TASK DESCRIPTION - Report every line from the following entries that contains the string "white".

DATASET RECORDS -

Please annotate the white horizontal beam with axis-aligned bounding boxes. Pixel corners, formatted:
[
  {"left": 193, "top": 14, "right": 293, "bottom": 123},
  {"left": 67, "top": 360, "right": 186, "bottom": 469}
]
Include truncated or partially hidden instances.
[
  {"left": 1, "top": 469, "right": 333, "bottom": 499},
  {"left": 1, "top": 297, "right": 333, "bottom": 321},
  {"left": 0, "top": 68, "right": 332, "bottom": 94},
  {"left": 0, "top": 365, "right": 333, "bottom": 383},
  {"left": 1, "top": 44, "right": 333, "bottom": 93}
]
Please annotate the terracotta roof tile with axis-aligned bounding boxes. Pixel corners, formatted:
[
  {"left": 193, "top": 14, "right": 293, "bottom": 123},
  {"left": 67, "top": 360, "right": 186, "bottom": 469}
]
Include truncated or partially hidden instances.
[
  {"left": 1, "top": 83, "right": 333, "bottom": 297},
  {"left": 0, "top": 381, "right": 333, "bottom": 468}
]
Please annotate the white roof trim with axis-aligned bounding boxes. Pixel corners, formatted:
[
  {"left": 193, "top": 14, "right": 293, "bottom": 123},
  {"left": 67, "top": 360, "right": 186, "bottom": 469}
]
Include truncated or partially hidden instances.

* * *

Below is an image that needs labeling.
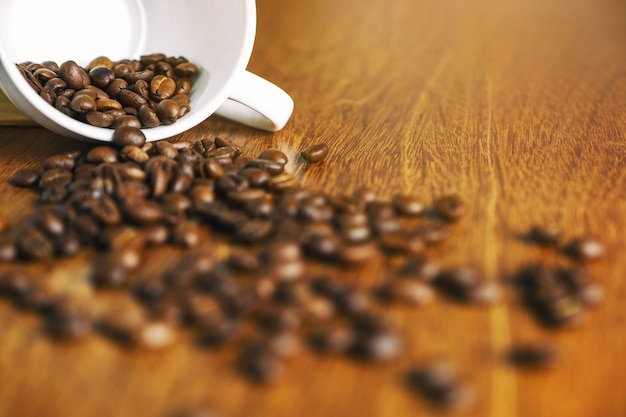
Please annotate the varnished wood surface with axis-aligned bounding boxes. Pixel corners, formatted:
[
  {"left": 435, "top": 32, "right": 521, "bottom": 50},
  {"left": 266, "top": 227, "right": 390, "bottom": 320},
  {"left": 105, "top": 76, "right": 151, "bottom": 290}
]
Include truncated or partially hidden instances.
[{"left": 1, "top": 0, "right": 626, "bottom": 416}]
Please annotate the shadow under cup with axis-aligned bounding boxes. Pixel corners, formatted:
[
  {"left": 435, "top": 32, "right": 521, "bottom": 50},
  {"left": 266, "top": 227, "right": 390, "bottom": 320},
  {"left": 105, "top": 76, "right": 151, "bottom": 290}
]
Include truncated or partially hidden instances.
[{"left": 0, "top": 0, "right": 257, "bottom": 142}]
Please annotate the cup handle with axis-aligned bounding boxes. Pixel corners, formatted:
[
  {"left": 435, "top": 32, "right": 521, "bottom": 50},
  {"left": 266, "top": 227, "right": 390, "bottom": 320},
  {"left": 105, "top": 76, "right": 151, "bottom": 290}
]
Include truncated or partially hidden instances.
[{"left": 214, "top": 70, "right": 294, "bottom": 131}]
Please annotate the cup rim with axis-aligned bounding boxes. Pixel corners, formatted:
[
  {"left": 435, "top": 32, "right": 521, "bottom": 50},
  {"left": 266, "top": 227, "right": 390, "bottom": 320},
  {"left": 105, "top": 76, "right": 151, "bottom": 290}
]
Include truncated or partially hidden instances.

...

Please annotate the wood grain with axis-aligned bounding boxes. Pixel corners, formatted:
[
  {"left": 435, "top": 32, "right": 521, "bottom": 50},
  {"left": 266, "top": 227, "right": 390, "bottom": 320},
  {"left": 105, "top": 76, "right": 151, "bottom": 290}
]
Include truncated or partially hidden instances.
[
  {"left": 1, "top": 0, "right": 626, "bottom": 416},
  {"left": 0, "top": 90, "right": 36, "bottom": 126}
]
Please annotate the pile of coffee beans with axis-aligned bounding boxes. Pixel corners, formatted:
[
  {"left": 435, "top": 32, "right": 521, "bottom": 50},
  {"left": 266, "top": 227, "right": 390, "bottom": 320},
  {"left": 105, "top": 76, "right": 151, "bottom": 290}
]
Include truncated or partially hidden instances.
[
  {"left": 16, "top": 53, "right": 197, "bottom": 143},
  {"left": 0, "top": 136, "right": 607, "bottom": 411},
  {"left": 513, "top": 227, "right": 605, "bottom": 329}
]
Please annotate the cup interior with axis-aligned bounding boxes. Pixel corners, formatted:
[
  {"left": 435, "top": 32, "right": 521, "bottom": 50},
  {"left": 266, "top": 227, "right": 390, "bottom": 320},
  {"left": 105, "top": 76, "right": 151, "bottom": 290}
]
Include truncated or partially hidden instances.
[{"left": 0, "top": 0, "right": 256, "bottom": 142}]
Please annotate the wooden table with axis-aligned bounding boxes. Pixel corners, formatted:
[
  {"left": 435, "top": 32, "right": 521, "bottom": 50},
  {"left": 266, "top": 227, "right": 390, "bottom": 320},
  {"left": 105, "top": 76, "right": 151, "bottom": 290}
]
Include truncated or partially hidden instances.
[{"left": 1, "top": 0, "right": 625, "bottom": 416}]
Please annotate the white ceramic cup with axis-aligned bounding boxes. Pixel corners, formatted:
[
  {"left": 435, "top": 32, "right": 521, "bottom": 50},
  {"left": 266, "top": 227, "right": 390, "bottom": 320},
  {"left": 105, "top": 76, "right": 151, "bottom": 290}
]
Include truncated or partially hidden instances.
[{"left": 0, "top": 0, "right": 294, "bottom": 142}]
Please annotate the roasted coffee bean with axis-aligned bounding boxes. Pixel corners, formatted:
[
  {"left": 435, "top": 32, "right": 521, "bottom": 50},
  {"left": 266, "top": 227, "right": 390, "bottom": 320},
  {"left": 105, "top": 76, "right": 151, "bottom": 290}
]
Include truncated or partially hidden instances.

SOLUTION FOR THIS PROBLEM -
Please annotate the white horizontal beam with axis-aligned bounding boxes. Pixel corners, formatted:
Please annotate the white roof trim with axis-aligned bounding boxes. Pixel corners, formatted:
Please annotate the white ceramic cup with axis-aligned bounding boxes. Pixel corners, formatted:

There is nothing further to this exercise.